Entries from a point annotation set
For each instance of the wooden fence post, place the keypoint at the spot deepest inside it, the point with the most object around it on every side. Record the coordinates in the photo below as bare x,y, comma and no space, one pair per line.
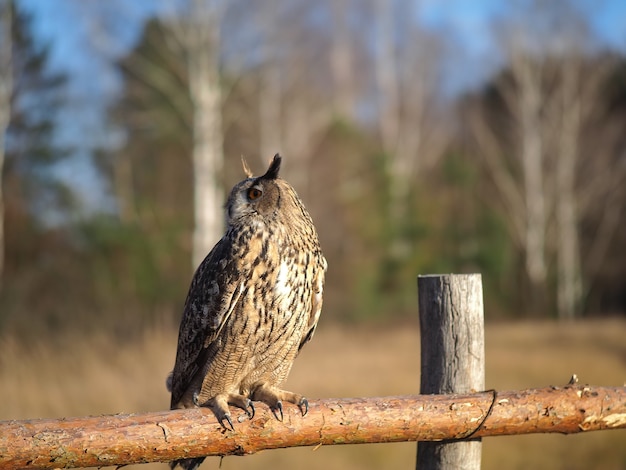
452,357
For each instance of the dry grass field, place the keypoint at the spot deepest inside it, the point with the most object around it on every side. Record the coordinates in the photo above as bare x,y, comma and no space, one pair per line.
87,376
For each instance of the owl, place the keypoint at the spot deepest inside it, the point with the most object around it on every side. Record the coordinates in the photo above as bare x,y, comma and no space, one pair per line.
253,303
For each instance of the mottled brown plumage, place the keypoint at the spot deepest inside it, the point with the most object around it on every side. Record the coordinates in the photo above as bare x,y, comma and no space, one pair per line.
253,303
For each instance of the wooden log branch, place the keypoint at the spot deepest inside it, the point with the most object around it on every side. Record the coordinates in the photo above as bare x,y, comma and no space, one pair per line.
168,435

**Written problem**
Omit the pictures and restate the rest of the records verbatim.

**Full output**
For each instance of the wooden fence post, place the keypoint at the spot deepest inside it, the point with the most object around it on every side. Record the coordinates in the photo below as bare x,y, comma and no space, one pair per line.
452,357
For each instance of the dry grass field, place the keypoint at the spot deepest inside it, the point with the most object around it on every side. Record the coordinates in the photo above as bare x,y, comma and no space, one pair per line.
87,376
For each instance of the owl, place the keypoint at the spot deepest inside it, the point with the most object around it on every side. Record the coordinates in the photo above as bare x,y, comma and no space, one pair per line.
253,303
For each instance of the mottled brown plumage, place the keypoint at the spot deepest inside it, the point with the most object around it on every side. Record the coordinates in the photo above as bare x,y, comma and no space, one pair per line.
253,303
For each instance of the wooden log branch, place the keypoint at the spot deepest inside it, the point with the most object around it on every side. Record the coordinates in the photo above as bare x,y, comma and no space, one pair per line.
168,435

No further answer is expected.